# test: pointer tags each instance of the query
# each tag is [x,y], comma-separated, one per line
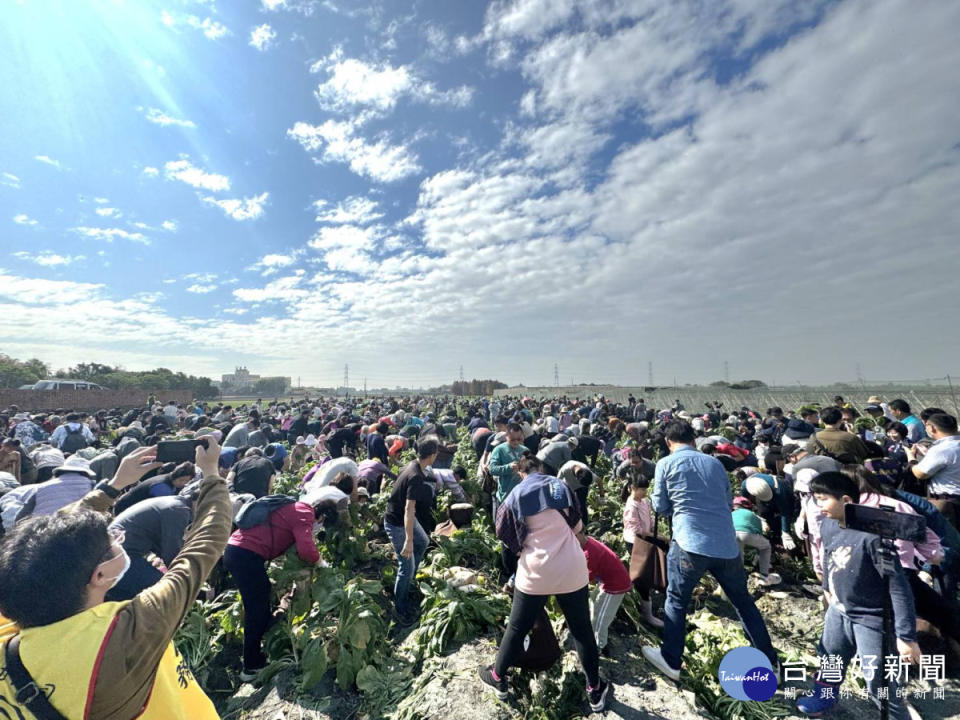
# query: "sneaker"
[599,696]
[820,702]
[655,658]
[249,675]
[500,687]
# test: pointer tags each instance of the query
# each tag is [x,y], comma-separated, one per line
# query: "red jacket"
[605,567]
[288,525]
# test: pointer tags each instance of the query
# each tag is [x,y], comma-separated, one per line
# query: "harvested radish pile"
[336,653]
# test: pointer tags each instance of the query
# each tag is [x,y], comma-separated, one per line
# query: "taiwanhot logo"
[746,674]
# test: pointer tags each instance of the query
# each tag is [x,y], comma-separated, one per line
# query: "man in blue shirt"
[694,488]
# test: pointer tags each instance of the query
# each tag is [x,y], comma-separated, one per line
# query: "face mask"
[126,566]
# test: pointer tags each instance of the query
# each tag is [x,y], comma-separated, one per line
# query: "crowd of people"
[106,542]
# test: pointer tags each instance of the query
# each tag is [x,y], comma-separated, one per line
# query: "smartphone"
[179,450]
[885,523]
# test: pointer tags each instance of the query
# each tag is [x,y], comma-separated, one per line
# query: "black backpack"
[73,441]
[256,512]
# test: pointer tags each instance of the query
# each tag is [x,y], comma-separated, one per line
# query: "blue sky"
[411,187]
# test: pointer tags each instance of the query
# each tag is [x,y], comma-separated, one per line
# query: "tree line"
[14,373]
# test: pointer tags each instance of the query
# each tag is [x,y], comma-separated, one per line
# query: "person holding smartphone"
[122,663]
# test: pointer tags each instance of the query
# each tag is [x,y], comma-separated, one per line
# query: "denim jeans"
[406,567]
[684,571]
[845,638]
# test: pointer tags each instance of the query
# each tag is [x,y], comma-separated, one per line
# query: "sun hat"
[759,488]
[75,464]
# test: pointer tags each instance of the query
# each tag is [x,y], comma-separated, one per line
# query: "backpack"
[256,512]
[818,448]
[28,469]
[73,441]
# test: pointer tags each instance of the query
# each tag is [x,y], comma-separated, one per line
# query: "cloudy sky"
[410,187]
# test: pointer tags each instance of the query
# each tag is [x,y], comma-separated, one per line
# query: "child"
[637,512]
[614,583]
[854,589]
[749,530]
[638,522]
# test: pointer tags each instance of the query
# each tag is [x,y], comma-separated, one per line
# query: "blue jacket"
[694,488]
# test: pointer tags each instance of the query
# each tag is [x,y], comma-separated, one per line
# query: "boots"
[646,614]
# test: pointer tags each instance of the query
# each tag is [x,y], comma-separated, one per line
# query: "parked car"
[58,384]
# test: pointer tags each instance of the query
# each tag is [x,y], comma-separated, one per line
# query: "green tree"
[14,373]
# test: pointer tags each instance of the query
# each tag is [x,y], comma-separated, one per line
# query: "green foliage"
[160,379]
[708,641]
[451,614]
[200,637]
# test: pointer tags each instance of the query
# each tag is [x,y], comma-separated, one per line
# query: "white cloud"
[304,7]
[246,209]
[110,234]
[186,172]
[356,210]
[272,263]
[211,28]
[262,37]
[337,142]
[378,87]
[285,289]
[47,160]
[161,118]
[47,258]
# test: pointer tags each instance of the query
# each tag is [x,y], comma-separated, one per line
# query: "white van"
[58,384]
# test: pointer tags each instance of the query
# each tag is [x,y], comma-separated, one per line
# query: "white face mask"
[126,566]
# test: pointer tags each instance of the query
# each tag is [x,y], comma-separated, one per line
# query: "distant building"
[240,377]
[243,379]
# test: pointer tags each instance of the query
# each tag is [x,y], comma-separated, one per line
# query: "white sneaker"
[655,658]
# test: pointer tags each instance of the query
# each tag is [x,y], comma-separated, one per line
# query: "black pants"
[509,560]
[249,571]
[576,610]
[934,608]
[581,494]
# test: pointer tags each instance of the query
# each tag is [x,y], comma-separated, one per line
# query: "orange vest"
[63,659]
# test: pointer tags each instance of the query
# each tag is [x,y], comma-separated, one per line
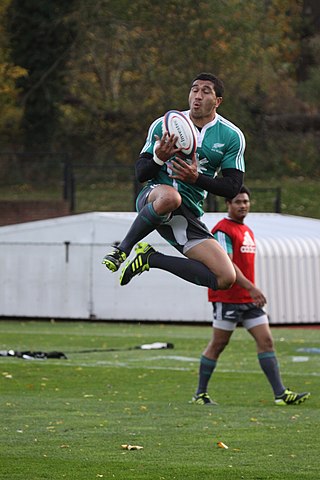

━━━━━━━━━━━━━━━━

Line by line, print the records above exactly, skipping each picture.

** Result of the task **
# test: pointer tags each instance of the query
# each tag is [x,y], comma-separated, one per line
# query: "sneaker"
[599,696]
[820,702]
[655,658]
[249,675]
[500,687]
# test: pointer tags each instance of the query
# each tag is [x,y], comma-separated, one per line
# query: "red jacket"
[605,567]
[288,525]
# test: pointer tags each instance of the query
# each tag is [x,y], comma-separated, one per line
# query: "harvested radish pile"
[336,653]
# test: pointer tags each instance of the query
# each tag is [x,y], comma-separated, one per line
# query: "taiwanhot logo"
[746,674]
# test: pointer tags each instance of the query
# each tag is [x,y], comma-separated, one per line
# query: "man in blue shirt"
[694,488]
# test: pointer tags each instance of the query
# each tag is [x,y], comma-separated, one per line
# query: "face mask"
[126,566]
# test: pointer tags each instance of the query
# each tag is [x,y], comma-separated, one per line
# query: "crowd of people"
[106,542]
# test: pointer tags each instance of the query
# each tag is [x,y], comma-separated, one per line
# query: "smartphone"
[179,450]
[885,523]
# test: pointer tags each instance of the query
# each tag is [x,y], comma-separated, one per line
# query: "black backpack"
[73,441]
[256,512]
# test: pointer tags each instance of the query
# each tag is [x,y], comma-separated, one per line
# query: "blue sky"
[411,187]
# test: pointer tags each instance of the query
# each tag is [x,y], comma-separated, one per line
# query: "tree line"
[14,373]
# test: pointer tags each instance of the query
# each tag is [x,y], comma-separated, one per line
# query: "person holding smartphone"
[122,663]
# test: pointer tags each instance of the query
# each tag is [x,y], comma-separated, one per line
# query: "denim jeans"
[406,567]
[684,571]
[845,638]
# test: pointer tags each instance of the query
# each tag is [x,y], comma-separated, one per line
# query: "sun hat"
[759,488]
[75,464]
# test: pointer tags each instance of the query
# each tag is [x,y], comma-separated, one per line
# query: "backpack"
[256,512]
[818,448]
[28,469]
[73,441]
# test: pointer tags each instance of the query
# each tag is [x,y], comma-separated, one per line
# query: "cloudy sky"
[410,187]
# test: pointer tags each instance of the query
# each tag is [x,y], comma-separated, one per line
# query: "child"
[637,512]
[614,583]
[854,589]
[749,530]
[638,522]
# test: pointer tags each instance of the query
# each tag is [x,y], comma-separated, one per line
# query: "blue jacket"
[694,488]
# test: pointer tags each instance of the query
# each tag is [x,y], comma-separated, one per line
# query: "boots"
[646,614]
# test: pointer tags each instance of the query
# each tag is [x,y], comma-separated, one per line
# query: "parked car"
[58,384]
# test: pointer tags each instance of the query
# each tag is [x,y], comma-separated, one per line
# query: "green tree"
[14,373]
# test: pointer tags each instance of the query
# each tag is [x,y], comma-separated, one per line
# query: "green foliage"
[160,379]
[708,641]
[451,614]
[200,637]
# test: pointer tags each instance of the query
# each tag is [x,y], comma-separated, one per line
# query: "white cloud"
[304,7]
[246,209]
[110,234]
[186,172]
[356,210]
[272,263]
[211,28]
[262,37]
[337,142]
[378,87]
[285,289]
[47,160]
[161,118]
[47,258]
# test: pointer tags each instance of the query
# each tag is [x,y], comma-separated, one per line
# query: "white van"
[58,384]
# test: pointer tags each instance of the query
# each tag is [x,y], comma-separated, one per line
# query: "white face mask"
[126,566]
# test: pointer tags each instance of the query
# each tag is [x,y], comma-separated, one per line
# query: "distant building"
[240,377]
[243,379]
# test: pointer tags each instance of the query
# each tag is [x,y], comma-separated, one per line
# query: "white sneaker"
[655,658]
# test: pointer tags each instance of the query
# each tag is [x,y], comma-separated, one per line
# query: "black pants"
[509,560]
[249,571]
[576,610]
[934,608]
[581,494]
# test: pointer tags each instance of the query
# each tag is [x,y], comma-separated, one per line
# query: "orange vest"
[63,659]
# test: pointer tags each instance of the query
# each tag is [x,y], comma-separated, one per line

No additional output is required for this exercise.